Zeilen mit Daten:
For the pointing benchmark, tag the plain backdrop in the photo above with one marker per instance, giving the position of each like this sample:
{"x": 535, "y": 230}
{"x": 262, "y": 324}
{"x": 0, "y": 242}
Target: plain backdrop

■ Aufgabe: Gib das gesamte Material oben Zeile für Zeile unverändert wieder.

■ Die Lösung:
For the pointing benchmark, tag the plain backdrop in the photo above with one marker per instance, giving the position of each like this sample:
{"x": 535, "y": 230}
{"x": 262, "y": 324}
{"x": 0, "y": 242}
Target: plain backdrop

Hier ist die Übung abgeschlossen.